* [To do]:
Rewrite as a numbered list the lines running from the one containing "Would you be so kind as to point out the bright" through the end of the records, inclusive, and leave out any blank lines.

Begin Raw records

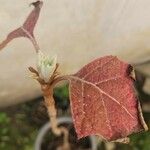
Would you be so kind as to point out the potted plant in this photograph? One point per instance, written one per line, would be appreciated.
(102, 95)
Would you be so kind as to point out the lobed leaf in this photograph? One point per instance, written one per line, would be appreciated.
(104, 101)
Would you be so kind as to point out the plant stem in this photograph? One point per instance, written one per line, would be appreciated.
(50, 104)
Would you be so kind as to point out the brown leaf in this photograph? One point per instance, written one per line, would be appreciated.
(103, 100)
(27, 29)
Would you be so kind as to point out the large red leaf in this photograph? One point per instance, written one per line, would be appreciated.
(26, 30)
(103, 100)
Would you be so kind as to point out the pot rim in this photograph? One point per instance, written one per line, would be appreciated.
(44, 129)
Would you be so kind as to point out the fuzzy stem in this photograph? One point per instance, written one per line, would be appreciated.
(50, 104)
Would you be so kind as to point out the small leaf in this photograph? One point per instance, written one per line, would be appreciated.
(27, 29)
(103, 100)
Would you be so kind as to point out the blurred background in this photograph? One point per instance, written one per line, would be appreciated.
(78, 32)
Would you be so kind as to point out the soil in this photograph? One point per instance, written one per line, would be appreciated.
(52, 142)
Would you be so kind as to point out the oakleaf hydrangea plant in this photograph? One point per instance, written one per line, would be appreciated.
(102, 94)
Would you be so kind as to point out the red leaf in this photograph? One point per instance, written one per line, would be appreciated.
(27, 29)
(103, 100)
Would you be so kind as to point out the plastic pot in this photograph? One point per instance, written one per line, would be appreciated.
(62, 120)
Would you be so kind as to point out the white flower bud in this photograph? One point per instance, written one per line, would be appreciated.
(46, 66)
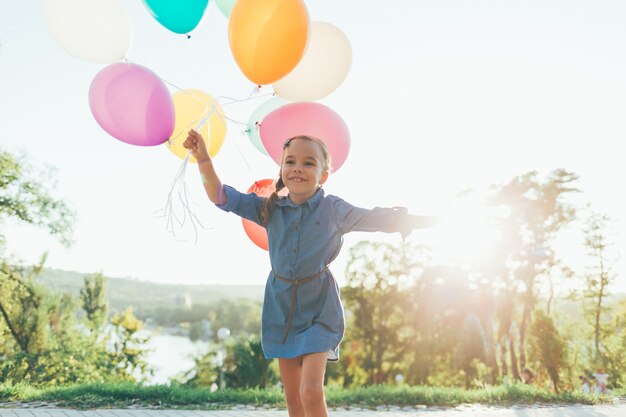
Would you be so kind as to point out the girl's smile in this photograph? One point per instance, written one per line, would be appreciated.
(302, 170)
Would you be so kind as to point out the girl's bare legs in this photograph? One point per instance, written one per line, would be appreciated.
(290, 373)
(312, 385)
(303, 379)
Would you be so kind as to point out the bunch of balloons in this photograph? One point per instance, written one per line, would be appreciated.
(272, 41)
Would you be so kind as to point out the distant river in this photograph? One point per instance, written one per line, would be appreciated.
(172, 355)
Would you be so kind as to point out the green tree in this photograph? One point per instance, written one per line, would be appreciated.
(245, 365)
(26, 195)
(93, 300)
(129, 351)
(535, 211)
(378, 276)
(597, 280)
(547, 347)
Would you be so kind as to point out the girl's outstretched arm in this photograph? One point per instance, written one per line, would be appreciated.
(210, 180)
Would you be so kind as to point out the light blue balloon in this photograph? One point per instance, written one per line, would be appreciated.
(257, 117)
(180, 16)
(225, 6)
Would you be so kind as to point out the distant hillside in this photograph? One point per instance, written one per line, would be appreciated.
(145, 295)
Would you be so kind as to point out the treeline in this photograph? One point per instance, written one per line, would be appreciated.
(418, 319)
(412, 316)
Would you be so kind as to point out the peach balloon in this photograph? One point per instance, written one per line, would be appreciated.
(306, 118)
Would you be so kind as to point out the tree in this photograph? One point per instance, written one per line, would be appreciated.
(597, 280)
(548, 347)
(93, 300)
(246, 366)
(377, 274)
(128, 355)
(536, 212)
(24, 195)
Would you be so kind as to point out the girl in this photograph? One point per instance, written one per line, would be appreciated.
(302, 321)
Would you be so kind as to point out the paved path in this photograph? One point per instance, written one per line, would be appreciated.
(469, 411)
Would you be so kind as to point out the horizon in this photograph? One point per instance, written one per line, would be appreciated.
(440, 98)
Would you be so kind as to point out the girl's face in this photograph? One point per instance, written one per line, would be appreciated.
(302, 169)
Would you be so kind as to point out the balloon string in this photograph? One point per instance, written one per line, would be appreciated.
(180, 190)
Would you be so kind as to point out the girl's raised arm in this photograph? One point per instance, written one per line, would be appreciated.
(210, 180)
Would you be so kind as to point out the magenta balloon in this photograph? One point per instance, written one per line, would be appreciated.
(306, 118)
(132, 104)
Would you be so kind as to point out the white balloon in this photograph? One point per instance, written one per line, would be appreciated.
(96, 31)
(323, 68)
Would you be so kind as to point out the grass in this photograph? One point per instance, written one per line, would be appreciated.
(123, 395)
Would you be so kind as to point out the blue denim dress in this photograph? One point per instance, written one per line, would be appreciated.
(303, 239)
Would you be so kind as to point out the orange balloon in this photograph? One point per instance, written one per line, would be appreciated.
(256, 233)
(268, 37)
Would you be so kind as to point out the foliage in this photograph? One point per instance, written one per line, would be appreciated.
(548, 347)
(121, 395)
(246, 367)
(25, 196)
(94, 302)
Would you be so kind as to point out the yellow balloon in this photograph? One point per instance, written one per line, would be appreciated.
(268, 37)
(192, 107)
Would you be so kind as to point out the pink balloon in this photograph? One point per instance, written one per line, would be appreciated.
(306, 118)
(132, 104)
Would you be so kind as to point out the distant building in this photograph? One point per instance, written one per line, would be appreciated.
(182, 300)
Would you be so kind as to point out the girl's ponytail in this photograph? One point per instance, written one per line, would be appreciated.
(270, 203)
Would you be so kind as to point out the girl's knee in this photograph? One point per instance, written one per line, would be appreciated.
(311, 394)
(293, 400)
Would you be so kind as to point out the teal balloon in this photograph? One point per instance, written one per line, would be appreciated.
(225, 6)
(256, 118)
(180, 16)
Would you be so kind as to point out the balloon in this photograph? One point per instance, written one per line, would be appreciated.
(180, 16)
(256, 118)
(257, 233)
(268, 37)
(306, 118)
(191, 106)
(225, 6)
(96, 31)
(132, 104)
(323, 68)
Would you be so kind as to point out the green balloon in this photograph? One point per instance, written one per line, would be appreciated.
(225, 6)
(180, 16)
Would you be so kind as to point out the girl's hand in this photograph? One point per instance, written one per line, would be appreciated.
(195, 142)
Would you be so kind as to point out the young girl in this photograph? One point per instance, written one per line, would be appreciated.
(303, 320)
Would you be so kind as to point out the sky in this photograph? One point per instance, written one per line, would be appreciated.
(442, 96)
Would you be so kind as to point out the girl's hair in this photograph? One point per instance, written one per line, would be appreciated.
(270, 203)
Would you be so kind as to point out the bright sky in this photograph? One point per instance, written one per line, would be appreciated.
(442, 95)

End Raw records

* [Right answer]:
1. Would you be so kind as to point out the bright sky in this photograph? One point per instance, written one per line, would be appreciated.
2. (442, 95)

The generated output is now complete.